[start DATASET EXTRACT]

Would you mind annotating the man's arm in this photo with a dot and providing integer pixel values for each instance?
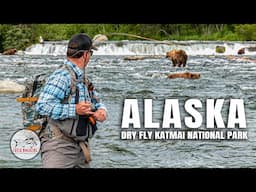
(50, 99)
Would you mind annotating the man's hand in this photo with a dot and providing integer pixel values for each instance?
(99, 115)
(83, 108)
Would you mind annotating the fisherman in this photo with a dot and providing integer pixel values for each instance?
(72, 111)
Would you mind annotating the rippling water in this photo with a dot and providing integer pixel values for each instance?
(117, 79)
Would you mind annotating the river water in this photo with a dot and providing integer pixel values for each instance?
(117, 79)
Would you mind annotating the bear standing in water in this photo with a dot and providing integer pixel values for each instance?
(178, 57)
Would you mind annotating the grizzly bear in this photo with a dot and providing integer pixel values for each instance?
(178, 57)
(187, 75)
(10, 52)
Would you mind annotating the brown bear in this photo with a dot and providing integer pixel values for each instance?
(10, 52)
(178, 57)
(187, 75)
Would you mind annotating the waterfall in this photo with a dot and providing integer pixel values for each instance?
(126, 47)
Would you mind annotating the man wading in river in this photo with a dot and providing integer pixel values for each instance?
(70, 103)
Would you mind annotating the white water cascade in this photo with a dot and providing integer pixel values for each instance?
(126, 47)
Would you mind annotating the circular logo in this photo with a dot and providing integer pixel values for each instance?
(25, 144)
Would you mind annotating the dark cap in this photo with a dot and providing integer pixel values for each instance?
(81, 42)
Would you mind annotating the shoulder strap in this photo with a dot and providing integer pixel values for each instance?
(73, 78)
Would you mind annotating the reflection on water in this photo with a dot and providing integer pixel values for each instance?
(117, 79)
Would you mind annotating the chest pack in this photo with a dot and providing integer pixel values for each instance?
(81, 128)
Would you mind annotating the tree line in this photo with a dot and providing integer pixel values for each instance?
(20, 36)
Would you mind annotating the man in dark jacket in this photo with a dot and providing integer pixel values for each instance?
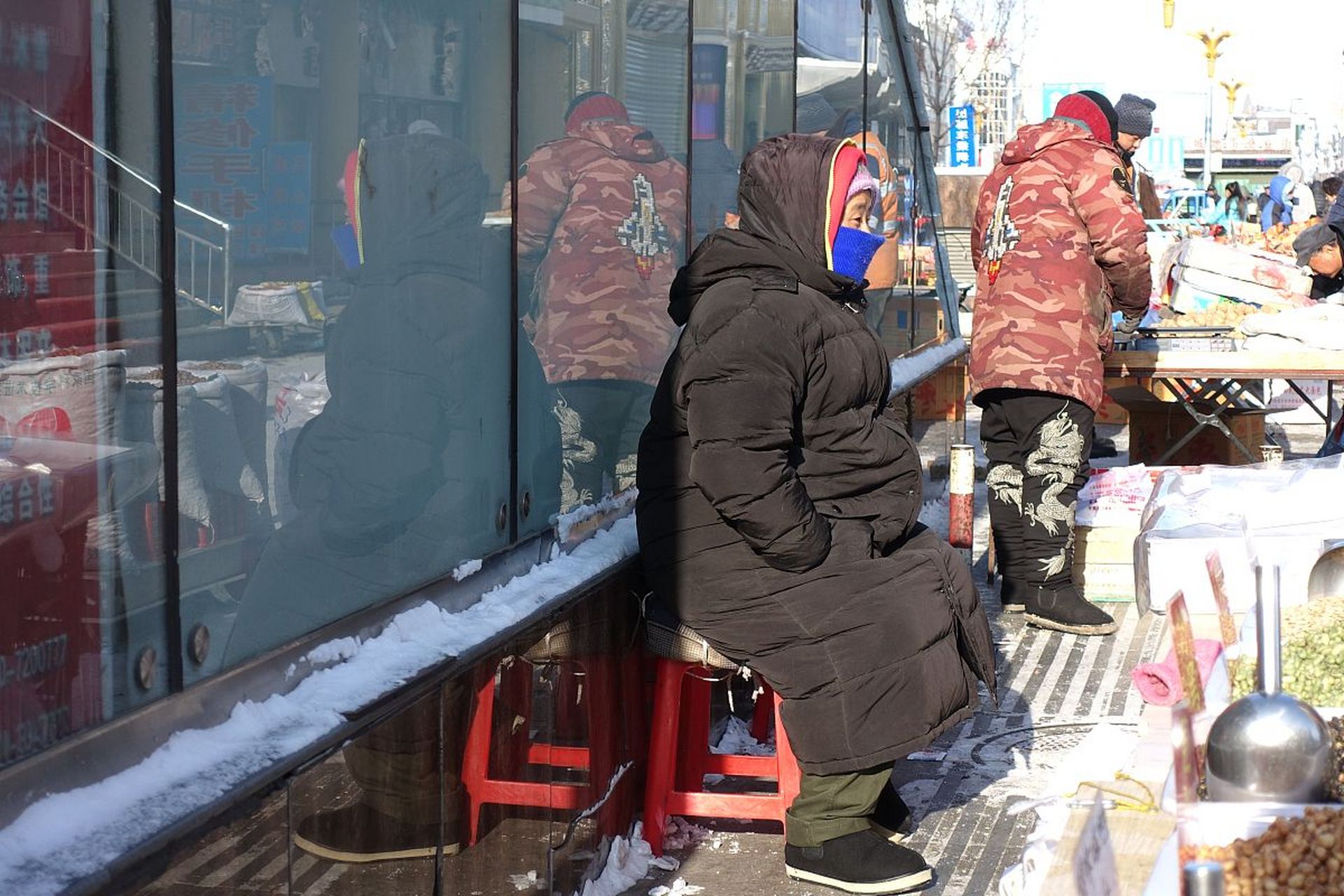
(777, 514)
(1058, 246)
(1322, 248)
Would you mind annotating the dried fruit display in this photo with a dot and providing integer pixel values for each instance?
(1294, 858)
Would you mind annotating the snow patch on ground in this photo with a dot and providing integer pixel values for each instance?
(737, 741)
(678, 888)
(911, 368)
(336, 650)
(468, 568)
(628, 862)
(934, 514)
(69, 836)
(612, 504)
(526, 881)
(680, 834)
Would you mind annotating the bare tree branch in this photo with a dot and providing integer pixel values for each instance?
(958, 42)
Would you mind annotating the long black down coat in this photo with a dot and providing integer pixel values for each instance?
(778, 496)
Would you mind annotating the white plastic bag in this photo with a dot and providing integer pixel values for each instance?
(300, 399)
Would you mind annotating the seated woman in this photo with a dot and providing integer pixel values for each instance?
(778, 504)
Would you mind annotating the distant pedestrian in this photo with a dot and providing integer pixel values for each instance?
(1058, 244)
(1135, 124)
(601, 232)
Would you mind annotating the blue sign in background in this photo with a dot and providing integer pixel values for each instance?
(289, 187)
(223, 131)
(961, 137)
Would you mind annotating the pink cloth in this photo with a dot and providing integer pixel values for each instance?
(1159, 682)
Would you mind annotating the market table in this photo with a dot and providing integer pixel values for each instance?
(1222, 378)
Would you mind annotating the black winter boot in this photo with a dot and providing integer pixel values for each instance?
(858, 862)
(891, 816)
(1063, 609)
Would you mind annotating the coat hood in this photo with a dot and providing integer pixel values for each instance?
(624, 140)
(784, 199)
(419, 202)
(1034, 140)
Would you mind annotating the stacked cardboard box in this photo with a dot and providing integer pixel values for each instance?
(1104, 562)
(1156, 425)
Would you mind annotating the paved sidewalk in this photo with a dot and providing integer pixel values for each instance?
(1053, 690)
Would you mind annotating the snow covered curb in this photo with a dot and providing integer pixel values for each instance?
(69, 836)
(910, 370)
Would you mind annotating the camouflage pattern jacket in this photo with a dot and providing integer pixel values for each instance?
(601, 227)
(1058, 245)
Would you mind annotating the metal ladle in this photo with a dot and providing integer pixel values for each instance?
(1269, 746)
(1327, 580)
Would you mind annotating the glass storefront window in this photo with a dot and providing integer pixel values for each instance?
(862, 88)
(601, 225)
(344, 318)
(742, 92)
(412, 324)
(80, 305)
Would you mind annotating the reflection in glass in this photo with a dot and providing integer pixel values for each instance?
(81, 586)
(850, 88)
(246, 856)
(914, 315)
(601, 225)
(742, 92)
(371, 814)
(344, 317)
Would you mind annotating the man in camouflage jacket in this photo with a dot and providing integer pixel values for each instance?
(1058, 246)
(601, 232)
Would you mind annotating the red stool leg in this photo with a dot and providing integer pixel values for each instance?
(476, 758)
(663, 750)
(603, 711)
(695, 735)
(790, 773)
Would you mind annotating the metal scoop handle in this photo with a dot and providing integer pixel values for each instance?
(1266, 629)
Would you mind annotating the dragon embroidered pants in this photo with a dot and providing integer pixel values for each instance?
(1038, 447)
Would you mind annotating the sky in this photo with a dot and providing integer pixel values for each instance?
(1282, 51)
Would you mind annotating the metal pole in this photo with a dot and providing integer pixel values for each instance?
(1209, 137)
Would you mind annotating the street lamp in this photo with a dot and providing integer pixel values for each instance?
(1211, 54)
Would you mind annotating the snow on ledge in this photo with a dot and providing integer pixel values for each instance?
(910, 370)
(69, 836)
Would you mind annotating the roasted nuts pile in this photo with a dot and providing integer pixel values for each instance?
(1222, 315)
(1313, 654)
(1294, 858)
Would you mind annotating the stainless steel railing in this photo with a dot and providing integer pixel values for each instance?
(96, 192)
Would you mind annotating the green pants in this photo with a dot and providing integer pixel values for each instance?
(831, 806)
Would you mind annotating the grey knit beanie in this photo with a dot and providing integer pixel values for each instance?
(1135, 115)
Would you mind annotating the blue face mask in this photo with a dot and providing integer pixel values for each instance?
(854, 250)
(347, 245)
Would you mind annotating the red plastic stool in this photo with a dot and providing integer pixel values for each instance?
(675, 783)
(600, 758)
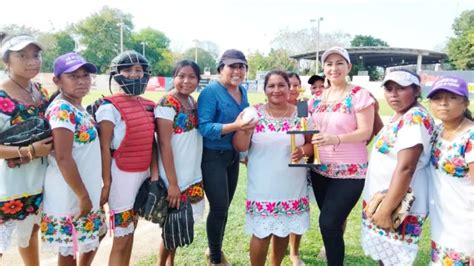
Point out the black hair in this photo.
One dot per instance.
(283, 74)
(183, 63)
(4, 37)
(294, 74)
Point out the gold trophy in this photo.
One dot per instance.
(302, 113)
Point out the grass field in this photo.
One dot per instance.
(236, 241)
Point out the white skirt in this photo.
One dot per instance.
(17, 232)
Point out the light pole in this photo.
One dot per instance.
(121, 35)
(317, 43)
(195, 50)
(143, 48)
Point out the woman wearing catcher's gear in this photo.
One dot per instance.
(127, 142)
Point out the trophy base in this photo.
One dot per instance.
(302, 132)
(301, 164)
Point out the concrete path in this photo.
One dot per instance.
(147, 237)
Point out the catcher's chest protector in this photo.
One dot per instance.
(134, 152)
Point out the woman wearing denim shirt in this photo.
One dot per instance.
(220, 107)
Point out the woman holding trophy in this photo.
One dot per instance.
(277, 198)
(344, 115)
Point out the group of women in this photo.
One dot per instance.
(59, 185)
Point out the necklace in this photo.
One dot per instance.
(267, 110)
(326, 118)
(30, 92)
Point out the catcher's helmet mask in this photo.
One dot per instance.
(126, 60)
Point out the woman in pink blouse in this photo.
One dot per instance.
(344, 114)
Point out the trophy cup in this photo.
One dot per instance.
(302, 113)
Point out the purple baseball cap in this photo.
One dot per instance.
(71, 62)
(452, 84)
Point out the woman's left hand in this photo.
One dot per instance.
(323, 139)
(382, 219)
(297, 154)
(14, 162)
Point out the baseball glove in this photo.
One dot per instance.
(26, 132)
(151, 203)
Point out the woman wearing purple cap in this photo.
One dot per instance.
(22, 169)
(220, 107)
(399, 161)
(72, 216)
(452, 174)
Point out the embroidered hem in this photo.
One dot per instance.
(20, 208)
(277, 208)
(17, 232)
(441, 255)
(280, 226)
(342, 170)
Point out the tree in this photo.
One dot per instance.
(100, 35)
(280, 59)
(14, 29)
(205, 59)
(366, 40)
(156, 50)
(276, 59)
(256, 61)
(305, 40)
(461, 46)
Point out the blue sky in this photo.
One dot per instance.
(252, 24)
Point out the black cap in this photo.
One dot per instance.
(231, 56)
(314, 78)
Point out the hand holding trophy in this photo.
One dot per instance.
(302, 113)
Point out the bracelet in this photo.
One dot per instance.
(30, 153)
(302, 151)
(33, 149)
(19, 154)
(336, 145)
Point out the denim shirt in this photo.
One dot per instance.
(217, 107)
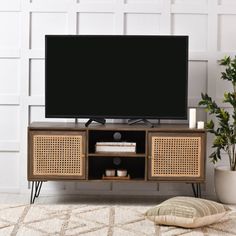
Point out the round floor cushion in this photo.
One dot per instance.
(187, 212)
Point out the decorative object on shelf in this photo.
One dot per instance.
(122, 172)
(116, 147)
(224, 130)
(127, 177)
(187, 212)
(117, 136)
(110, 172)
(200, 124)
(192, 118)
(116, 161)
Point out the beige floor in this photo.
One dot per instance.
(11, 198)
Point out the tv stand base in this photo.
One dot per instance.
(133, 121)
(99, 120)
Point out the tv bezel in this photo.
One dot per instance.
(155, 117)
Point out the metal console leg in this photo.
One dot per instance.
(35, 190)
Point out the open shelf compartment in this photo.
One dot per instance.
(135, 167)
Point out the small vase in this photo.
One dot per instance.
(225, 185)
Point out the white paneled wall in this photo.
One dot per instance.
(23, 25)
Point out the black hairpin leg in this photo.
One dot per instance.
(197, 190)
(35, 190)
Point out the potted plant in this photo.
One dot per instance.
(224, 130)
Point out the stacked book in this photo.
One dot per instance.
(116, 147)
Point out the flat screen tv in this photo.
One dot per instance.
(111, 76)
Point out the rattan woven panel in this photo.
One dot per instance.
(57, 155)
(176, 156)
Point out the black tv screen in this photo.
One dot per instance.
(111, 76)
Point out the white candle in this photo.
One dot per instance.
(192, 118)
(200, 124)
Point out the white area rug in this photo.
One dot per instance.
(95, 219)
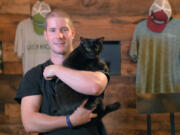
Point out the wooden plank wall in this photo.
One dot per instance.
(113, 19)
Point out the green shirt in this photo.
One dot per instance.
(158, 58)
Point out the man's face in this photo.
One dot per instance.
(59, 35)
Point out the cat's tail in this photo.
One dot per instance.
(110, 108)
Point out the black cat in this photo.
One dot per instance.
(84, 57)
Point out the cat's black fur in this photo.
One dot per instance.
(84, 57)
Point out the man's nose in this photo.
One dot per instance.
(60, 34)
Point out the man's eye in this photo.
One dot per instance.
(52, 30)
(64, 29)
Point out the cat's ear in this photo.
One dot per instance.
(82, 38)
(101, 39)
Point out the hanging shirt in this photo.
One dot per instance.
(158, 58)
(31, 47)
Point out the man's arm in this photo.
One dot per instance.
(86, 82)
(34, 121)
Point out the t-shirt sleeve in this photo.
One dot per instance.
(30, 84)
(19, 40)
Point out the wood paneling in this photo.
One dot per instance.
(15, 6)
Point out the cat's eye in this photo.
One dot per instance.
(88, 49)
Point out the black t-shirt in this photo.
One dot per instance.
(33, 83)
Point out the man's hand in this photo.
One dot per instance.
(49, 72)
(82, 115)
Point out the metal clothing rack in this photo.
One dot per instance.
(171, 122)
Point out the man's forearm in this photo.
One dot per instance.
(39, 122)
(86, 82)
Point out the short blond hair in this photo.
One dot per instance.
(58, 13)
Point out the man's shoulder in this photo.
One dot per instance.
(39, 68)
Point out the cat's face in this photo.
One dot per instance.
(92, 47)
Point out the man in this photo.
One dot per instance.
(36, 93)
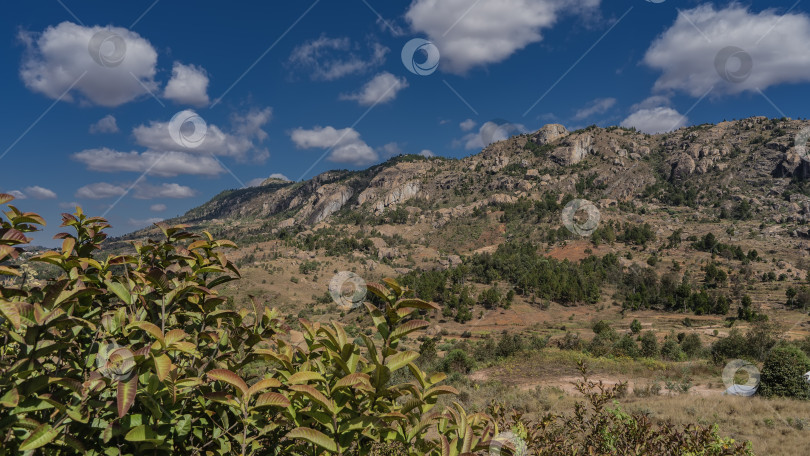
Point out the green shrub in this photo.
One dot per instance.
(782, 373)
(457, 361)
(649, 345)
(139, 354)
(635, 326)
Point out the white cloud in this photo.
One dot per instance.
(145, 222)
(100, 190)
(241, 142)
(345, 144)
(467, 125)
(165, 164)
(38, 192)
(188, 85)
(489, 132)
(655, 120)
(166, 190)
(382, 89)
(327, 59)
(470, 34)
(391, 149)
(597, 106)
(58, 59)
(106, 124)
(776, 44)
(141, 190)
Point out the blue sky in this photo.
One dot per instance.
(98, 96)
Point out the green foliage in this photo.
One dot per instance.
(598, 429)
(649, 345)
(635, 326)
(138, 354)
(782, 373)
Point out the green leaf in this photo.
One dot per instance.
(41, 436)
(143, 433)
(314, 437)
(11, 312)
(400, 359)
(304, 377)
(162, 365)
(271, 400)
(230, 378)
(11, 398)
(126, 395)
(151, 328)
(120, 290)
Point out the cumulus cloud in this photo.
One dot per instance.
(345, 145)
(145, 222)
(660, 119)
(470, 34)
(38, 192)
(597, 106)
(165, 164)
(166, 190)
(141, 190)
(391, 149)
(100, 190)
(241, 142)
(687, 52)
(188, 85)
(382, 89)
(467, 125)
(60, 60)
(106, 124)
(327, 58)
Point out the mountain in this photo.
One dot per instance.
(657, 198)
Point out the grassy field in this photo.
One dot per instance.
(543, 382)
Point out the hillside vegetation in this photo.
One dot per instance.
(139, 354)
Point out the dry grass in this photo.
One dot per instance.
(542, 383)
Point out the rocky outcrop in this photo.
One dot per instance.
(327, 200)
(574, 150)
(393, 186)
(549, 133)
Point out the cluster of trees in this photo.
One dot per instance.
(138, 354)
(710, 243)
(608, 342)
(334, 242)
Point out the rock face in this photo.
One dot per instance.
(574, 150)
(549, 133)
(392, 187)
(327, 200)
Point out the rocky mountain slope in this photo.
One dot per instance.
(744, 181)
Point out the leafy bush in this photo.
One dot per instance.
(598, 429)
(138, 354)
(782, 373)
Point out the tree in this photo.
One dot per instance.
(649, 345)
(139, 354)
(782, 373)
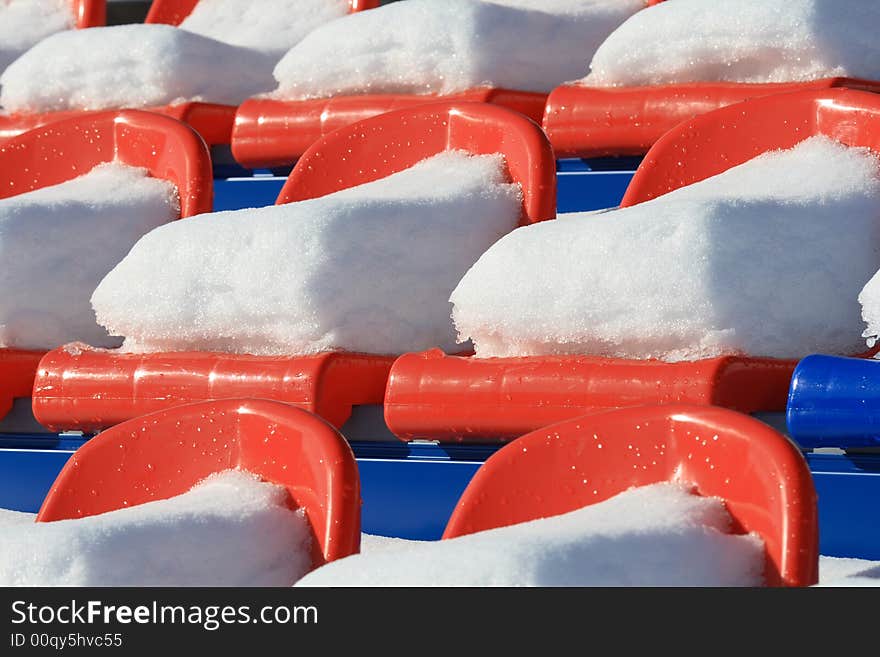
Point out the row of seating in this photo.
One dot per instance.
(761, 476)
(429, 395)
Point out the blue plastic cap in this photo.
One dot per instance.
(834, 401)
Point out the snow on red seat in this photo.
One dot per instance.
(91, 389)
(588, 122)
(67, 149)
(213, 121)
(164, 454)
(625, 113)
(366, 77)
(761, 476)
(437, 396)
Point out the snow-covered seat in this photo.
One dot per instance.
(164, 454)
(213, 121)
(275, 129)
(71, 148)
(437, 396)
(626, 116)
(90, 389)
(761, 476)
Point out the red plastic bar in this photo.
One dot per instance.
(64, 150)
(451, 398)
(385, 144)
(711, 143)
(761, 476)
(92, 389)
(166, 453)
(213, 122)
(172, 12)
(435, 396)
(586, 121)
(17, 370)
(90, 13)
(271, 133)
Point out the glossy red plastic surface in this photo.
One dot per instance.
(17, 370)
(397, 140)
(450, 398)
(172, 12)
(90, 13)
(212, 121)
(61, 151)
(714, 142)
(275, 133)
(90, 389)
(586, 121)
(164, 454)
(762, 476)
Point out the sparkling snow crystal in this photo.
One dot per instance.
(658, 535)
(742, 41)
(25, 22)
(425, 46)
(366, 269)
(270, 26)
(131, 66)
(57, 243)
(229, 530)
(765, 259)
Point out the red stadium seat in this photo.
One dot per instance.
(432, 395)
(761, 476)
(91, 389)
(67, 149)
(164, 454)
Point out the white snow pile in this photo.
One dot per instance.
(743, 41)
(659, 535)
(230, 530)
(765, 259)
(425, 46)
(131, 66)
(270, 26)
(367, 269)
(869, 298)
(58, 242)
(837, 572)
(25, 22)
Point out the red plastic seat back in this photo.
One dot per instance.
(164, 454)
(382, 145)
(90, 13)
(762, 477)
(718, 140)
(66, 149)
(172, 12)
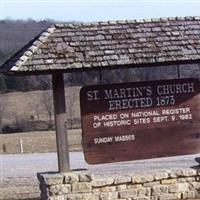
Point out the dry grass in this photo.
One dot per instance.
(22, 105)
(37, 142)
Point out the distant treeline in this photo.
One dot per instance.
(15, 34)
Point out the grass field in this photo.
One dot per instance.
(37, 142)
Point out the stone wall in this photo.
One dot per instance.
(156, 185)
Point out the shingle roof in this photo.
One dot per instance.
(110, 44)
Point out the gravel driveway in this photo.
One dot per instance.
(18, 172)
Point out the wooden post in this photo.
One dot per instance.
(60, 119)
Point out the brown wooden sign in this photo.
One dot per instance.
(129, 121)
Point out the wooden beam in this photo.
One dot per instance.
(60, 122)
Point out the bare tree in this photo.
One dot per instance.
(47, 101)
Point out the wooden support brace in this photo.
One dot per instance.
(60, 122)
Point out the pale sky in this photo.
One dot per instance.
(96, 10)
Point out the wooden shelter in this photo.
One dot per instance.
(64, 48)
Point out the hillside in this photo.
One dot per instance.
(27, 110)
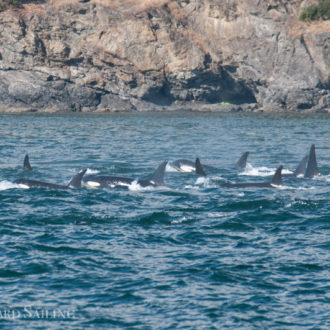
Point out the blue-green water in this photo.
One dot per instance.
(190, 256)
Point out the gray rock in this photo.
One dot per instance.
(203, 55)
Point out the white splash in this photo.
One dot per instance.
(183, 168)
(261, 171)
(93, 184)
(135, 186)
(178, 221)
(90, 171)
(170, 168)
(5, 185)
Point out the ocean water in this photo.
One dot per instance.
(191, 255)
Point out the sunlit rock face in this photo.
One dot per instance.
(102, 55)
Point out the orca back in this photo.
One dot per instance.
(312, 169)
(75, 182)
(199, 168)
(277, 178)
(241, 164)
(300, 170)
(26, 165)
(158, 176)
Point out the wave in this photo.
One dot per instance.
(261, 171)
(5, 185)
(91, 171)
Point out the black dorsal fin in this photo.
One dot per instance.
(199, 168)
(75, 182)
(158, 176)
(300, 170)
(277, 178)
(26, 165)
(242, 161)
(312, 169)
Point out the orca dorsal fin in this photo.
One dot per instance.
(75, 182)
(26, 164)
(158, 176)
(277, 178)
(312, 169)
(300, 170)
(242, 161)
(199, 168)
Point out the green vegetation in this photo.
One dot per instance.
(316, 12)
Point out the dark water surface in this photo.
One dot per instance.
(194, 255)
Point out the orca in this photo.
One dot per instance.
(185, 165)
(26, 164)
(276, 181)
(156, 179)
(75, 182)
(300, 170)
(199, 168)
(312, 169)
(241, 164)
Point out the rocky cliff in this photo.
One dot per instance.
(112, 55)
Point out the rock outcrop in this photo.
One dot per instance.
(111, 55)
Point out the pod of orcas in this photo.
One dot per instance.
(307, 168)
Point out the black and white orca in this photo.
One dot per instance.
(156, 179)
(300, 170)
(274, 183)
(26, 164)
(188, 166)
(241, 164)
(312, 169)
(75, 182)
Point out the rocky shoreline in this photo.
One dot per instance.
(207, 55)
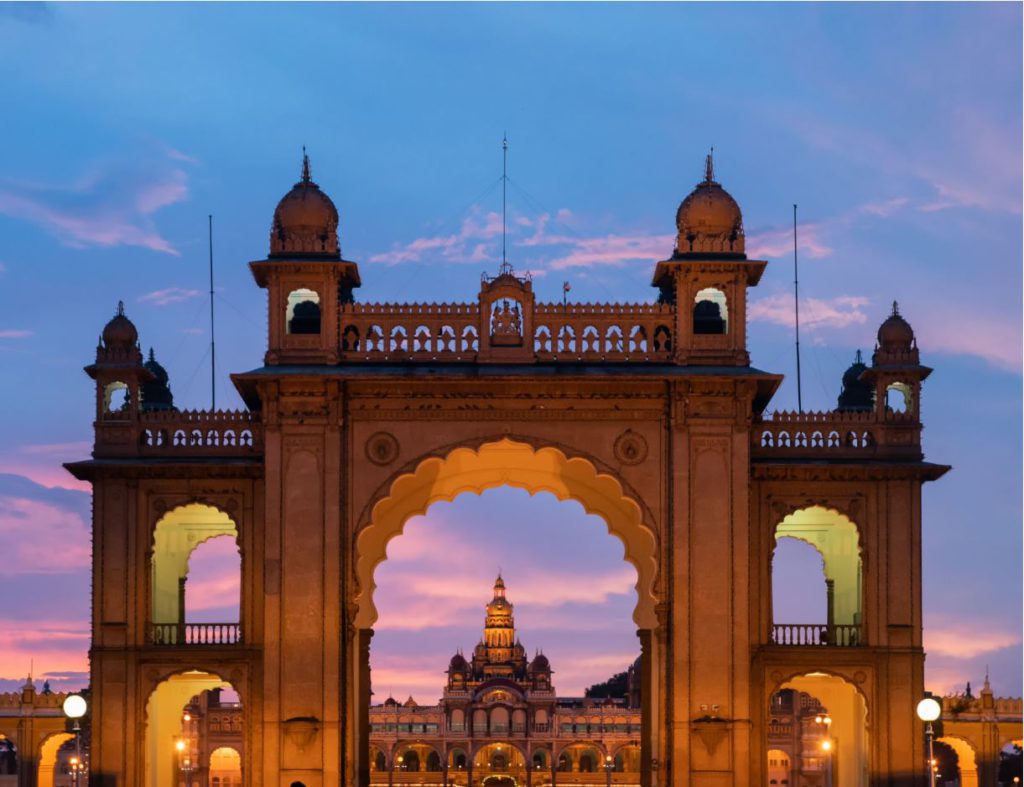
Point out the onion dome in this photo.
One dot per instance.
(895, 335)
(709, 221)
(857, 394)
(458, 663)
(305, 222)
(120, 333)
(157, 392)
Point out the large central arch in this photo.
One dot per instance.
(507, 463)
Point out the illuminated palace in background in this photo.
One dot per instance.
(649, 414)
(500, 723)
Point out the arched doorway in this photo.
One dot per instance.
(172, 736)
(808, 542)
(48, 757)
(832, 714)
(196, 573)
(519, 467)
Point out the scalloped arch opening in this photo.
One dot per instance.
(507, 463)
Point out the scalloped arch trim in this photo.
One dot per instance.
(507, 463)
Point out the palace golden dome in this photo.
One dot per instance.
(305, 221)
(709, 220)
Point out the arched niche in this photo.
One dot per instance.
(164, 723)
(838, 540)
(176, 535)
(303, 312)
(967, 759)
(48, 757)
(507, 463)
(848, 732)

[end DATASET EXTRACT]

__TASK PROMPT__
Return the records verbatim, starting with the line that contains "Point out the onion dome in this photo." and ending with the last line of the records.

__THE ANSWER__
Point out the onion dome in this photo.
One dot per instance.
(895, 335)
(709, 221)
(857, 394)
(458, 663)
(305, 222)
(120, 333)
(157, 392)
Point out the large central arch in this photo.
One dot per instance.
(507, 463)
Point out the illuminated palace in background in this photo.
One dot per instance.
(649, 414)
(500, 723)
Point out the arched doorway in this photo.
One dot per instance.
(172, 736)
(808, 542)
(48, 757)
(832, 714)
(196, 573)
(519, 467)
Point out the scalloped arch opening in this photo.
One dot per instance.
(507, 463)
Point out the scalloped arch trim in this photo.
One dot per instance.
(507, 463)
Point out the palace golden dome in this photo.
One dot per instance.
(305, 221)
(709, 220)
Point out the arched niche in this photo.
One dot per instance.
(164, 723)
(838, 540)
(176, 535)
(303, 312)
(967, 759)
(48, 757)
(507, 463)
(848, 732)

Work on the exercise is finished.